Actions to take:
1. List each field the speed-reading article names as one where the writer trains people.
2. Please extend the speed-reading article, starting after its final sentence.

___ Excerpt to read

We live in an information age where knowledge isn’t just power. It’s profit – and I don’t just mean financial profit. The faster you can learn, the faster you can earn all the treasures of your life.
But most of us are overwhelmed! We spend 4 or more hours a day processing information from emails, websites, books, newspapers, magazines, and more.
If you save just one hour a day, that’s 365 hours a year. That’s NINE 40-hour workweeks…or 2 months of productivity you can get back just by reading faster.
The challenge? Traditional speed-reading is associated with skimming or skipping. But I train remarkable individuals in every field imaginable – from entertainment to corporate America to medicine to law. And you don’t want your doctor to just get the gist of what she reads.
It doesn’t make sense to read something unless you can absorb the information and apply it to your daily life.
Know your starting point.
In order to improve something, you must be able to measure it.
Read for 60 seconds, and count the number of lines you read to learn your base rate.
Learn more on how to calculate your reading speed with our tips on how to read 1 book a week.
Obstacles to Effective Reading
Lack of Education
- None of us were born with the ability to read. It’s a skill we developed.
- But the last time most of us took a class on reading, we were 5 or 6 years old.
- Since then, the demand and difficulty of what we read have increased dramatically. But most of us still read at the same skill level.
- So it’s essential to get the proper reading training.
Lack of Focus
- Have you ever finished a page in a book and forgotten what you just read?
- Most of us read something but just can’t concentrate.
- It’s a MYTH that faster readers have less comprehension. In fact, fast readers have the best comprehension because they have the best focus.
- When you read, you feed the incredible supercomputer of your brain one…word…at…a…time.
- When someone talks slowly, you get distracted. You start to fall asleep. That’s EXACTLY what happens when you read. Maybe you even use reading to help you fall asleep.

______
___ Recorded data

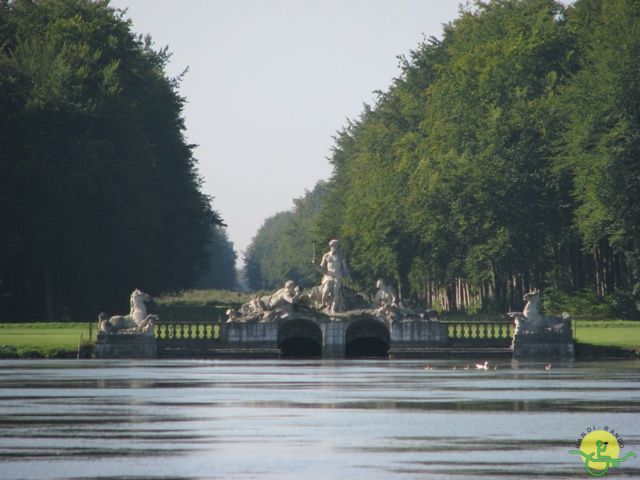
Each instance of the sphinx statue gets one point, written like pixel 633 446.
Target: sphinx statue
pixel 137 321
pixel 533 321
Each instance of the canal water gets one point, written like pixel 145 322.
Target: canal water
pixel 360 419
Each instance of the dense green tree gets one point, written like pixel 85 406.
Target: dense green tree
pixel 601 148
pixel 504 157
pixel 100 192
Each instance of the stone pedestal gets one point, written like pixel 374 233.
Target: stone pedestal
pixel 543 345
pixel 126 345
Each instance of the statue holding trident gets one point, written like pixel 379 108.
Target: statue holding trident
pixel 334 269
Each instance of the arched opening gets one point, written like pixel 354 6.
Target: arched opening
pixel 367 338
pixel 300 339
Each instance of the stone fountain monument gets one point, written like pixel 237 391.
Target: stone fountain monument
pixel 334 316
pixel 540 336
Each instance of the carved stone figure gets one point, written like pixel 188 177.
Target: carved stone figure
pixel 261 307
pixel 334 269
pixel 385 294
pixel 232 315
pixel 532 321
pixel 137 321
pixel 288 294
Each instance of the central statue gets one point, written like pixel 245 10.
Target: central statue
pixel 334 269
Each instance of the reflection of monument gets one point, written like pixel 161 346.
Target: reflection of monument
pixel 537 335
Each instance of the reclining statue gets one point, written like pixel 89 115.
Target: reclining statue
pixel 532 321
pixel 137 321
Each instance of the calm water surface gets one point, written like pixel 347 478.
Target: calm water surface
pixel 309 419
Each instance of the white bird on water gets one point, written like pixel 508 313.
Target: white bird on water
pixel 482 367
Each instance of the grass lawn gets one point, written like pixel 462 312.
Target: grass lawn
pixel 42 339
pixel 610 333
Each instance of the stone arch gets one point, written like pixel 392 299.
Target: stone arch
pixel 300 338
pixel 367 338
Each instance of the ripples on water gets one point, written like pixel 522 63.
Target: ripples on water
pixel 309 419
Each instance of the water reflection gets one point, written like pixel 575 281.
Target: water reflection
pixel 308 419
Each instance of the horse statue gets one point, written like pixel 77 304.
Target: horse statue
pixel 531 320
pixel 138 320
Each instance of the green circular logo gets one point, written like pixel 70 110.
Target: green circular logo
pixel 600 451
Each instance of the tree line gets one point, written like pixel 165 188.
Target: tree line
pixel 99 190
pixel 505 157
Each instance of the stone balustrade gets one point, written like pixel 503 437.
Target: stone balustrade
pixel 481 334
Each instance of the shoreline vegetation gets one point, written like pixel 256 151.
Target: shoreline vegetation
pixel 595 337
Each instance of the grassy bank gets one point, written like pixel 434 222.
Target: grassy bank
pixel 43 339
pixel 623 334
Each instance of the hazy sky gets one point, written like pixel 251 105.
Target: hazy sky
pixel 271 81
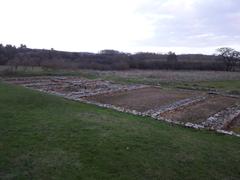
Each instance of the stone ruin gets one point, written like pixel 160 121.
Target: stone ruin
pixel 76 88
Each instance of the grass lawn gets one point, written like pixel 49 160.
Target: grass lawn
pixel 48 137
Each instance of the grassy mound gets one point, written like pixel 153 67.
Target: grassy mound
pixel 47 137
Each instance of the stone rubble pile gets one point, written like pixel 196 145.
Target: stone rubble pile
pixel 223 118
pixel 174 106
pixel 76 89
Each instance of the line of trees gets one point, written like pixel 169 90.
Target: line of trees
pixel 227 59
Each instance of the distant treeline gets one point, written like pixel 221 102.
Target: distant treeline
pixel 105 60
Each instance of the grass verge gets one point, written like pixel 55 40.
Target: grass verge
pixel 47 137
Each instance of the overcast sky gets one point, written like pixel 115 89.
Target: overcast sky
pixel 183 26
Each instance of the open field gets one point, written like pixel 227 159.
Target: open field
pixel 200 80
pixel 178 106
pixel 46 137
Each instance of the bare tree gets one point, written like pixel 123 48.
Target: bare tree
pixel 230 57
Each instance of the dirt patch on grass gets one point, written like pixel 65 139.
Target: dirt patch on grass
pixel 199 112
pixel 142 99
pixel 235 125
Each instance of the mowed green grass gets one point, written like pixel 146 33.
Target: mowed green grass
pixel 48 137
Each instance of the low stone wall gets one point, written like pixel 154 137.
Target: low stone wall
pixel 174 106
pixel 87 88
pixel 223 118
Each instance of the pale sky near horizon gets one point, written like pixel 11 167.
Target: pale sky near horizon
pixel 183 26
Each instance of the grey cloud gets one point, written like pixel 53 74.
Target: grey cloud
pixel 202 23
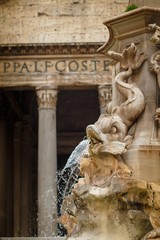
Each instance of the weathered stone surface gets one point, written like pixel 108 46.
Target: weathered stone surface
pixel 56 21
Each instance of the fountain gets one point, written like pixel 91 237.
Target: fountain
pixel 117 193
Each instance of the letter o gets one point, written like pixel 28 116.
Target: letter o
pixel 73 66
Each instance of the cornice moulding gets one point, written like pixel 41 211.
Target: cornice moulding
pixel 49 49
pixel 129 24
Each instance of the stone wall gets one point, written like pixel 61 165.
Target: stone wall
pixel 55 21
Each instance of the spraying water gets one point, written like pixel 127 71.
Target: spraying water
pixel 69 174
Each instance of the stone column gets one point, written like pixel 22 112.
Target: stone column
pixel 26 176
pixel 105 96
pixel 3 180
pixel 17 178
pixel 47 162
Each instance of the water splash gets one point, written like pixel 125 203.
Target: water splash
pixel 68 176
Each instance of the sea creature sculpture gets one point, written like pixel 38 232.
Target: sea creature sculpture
pixel 107 201
pixel 110 133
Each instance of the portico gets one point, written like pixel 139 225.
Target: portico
pixel 41 85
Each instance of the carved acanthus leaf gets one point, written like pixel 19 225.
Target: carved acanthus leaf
pixel 129 57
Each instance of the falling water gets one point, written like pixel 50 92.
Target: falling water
pixel 68 176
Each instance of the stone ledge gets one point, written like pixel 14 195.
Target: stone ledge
pixel 33 238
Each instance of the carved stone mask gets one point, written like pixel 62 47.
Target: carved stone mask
pixel 107 135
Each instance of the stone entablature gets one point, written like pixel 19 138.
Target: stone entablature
pixel 58 64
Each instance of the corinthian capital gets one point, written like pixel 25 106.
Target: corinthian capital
pixel 105 94
pixel 46 97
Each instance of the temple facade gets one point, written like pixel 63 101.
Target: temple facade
pixel 53 83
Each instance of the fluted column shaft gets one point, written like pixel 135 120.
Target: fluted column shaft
pixel 47 162
pixel 105 96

______

Solved tasks:
1. Entertainment, corporate America, medicine, law

2.
- Remember: information combined with emotion becomes a long-term memory. But if your emotion is zero because you’re bored, you won’t remember what you read
- If your brain doesn’t get the stimulus it needs, it will seek entertainment elsewhere in the form of distraction.
- Your mind wanders and you lose focus because you’re reading too SLOWLY.
- If you drive a car at 20mph in your neighborhood, you’re not focused on your driving. You’re listening to this podcast or drinking your coffee. But if you’re doing straightaways on a track at 200 mph, you’re committed to what’s in front of you.
- You must believe that you can read faster AND improve your comprehension.
How to Read Faster: Use A Visual Pacer.
- When you read, use a finger, a pencil, or your cursor to underline the words as you read. Don’t go straight down the page or in an S or Z shape because you’ll miss many words.
- You don’t need to touch the paper or screen itself. Just use it to track your focus.
Why It Works
Children do it.
Children do this organically until they’re taught not do it.
You do it.
When I asked you to count the number of lines you read, you counted using a visual marker – like your finger, pencil, or cursor.
Your eyes are attracted to motion.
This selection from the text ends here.